→ **What this task involves**
Please gather every line of the rows below that contains the word "rings".

→ **The records**
□ □ □ □ □
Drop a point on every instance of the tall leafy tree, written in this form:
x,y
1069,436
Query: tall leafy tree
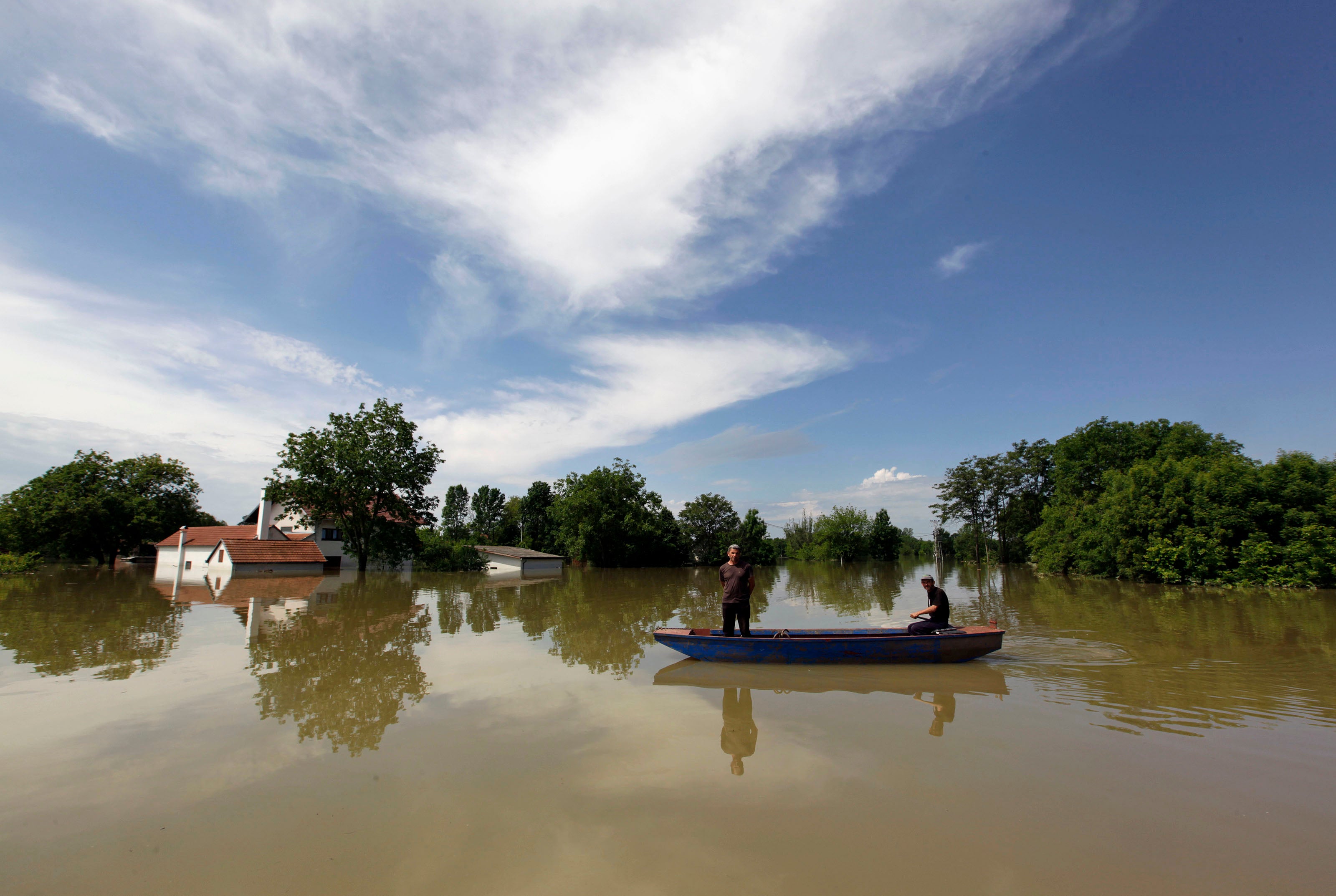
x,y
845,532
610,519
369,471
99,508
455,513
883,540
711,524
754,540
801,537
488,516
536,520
□ □ □ □ □
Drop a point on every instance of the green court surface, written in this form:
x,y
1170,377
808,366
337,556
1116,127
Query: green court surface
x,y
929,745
□ □ □ □ □
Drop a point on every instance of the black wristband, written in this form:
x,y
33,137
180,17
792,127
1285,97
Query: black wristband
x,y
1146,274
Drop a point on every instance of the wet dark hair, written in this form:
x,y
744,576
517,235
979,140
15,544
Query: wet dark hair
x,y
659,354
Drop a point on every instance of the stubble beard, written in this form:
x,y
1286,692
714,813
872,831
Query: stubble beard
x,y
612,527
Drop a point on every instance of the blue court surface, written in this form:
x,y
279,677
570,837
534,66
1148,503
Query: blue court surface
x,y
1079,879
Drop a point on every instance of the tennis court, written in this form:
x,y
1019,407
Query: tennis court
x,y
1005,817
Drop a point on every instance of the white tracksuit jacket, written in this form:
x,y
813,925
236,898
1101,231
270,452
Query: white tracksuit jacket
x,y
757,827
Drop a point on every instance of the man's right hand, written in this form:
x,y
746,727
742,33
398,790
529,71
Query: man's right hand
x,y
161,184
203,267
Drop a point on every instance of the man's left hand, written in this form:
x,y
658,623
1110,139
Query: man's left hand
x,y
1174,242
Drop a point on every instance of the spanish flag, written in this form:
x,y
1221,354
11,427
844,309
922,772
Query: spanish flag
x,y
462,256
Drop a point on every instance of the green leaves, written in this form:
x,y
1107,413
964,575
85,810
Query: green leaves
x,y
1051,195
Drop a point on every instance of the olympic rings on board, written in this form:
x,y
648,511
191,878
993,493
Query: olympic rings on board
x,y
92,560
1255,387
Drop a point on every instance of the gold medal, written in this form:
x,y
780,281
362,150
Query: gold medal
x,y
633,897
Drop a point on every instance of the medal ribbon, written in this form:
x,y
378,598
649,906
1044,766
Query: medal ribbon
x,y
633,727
□ □ □ □ □
→ **Correct output**
Drop a point on every instance of the olympic rings on board, written in this form:
Query: olympic rings on board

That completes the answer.